Data records:
·····

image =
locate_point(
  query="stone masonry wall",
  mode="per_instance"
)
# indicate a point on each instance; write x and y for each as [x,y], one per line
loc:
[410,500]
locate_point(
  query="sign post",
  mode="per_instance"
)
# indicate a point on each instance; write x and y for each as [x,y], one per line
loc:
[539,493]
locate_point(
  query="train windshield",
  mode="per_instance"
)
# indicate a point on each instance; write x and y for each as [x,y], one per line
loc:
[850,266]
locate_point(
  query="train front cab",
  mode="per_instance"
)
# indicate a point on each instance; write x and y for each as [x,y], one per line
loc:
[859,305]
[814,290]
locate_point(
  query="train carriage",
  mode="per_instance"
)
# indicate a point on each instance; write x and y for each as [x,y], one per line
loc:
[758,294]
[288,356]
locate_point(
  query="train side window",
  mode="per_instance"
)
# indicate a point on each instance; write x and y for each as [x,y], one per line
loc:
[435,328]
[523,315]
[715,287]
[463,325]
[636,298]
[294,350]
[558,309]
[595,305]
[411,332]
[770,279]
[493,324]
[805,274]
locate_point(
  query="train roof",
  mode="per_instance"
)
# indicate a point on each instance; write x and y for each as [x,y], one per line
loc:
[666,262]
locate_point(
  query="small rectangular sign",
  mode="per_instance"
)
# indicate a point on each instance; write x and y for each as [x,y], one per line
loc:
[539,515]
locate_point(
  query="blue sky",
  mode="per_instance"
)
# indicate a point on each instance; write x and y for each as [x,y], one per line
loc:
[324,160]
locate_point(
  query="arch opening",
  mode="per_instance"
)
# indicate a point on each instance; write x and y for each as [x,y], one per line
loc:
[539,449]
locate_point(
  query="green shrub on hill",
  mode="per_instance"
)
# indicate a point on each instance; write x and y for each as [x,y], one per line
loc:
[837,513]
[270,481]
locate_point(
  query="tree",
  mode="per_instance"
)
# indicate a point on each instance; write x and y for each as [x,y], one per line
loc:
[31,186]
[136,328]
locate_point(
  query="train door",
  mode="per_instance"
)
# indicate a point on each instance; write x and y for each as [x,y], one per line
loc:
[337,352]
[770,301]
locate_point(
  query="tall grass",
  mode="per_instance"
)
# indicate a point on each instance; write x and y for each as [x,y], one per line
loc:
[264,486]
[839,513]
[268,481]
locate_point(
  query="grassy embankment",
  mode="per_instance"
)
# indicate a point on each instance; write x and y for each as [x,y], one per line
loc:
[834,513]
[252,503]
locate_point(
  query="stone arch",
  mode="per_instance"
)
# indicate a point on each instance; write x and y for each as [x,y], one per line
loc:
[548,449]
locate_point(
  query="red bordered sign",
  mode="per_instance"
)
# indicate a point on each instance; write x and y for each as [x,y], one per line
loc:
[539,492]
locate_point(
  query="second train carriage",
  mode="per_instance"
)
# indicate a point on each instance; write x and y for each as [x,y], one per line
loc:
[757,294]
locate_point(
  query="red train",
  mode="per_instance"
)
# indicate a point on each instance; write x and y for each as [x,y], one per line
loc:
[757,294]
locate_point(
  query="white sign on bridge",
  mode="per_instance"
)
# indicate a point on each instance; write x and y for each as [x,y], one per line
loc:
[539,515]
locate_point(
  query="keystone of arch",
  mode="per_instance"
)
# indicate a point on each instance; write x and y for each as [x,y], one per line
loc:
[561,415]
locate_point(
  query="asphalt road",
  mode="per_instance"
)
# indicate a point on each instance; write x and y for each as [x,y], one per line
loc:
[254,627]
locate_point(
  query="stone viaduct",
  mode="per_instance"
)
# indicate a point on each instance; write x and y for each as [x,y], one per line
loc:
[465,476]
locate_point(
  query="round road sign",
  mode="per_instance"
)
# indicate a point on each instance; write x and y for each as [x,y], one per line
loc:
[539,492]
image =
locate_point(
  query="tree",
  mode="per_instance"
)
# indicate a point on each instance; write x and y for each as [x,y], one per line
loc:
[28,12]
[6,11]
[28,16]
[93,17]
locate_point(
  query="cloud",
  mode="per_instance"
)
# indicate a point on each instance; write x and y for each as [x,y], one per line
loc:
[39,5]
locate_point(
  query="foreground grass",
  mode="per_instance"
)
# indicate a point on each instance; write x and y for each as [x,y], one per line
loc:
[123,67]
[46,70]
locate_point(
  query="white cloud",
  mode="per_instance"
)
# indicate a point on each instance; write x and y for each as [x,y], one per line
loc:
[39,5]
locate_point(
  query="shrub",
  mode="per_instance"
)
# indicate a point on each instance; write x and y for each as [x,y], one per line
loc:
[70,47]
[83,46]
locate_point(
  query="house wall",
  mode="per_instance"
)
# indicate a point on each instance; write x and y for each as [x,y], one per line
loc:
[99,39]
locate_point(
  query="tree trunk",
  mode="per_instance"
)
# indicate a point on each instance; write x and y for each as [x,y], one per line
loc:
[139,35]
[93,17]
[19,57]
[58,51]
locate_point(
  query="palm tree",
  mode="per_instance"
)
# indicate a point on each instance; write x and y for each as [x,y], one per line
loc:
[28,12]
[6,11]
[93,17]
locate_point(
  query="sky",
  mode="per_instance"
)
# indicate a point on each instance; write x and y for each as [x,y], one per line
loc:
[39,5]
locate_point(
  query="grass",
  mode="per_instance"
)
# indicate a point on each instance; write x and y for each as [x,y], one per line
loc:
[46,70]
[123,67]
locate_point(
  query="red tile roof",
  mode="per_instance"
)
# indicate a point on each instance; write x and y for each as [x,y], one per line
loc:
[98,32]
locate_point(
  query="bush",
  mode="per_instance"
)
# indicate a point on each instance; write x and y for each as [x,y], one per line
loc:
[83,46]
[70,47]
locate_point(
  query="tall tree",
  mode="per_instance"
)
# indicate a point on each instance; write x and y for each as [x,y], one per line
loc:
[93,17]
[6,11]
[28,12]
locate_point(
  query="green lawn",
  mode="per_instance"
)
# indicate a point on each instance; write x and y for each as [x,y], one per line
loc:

·····

Exercise instructions:
Work out how many lines in the records above contain the word "train", and give only that number.

Your solution:
8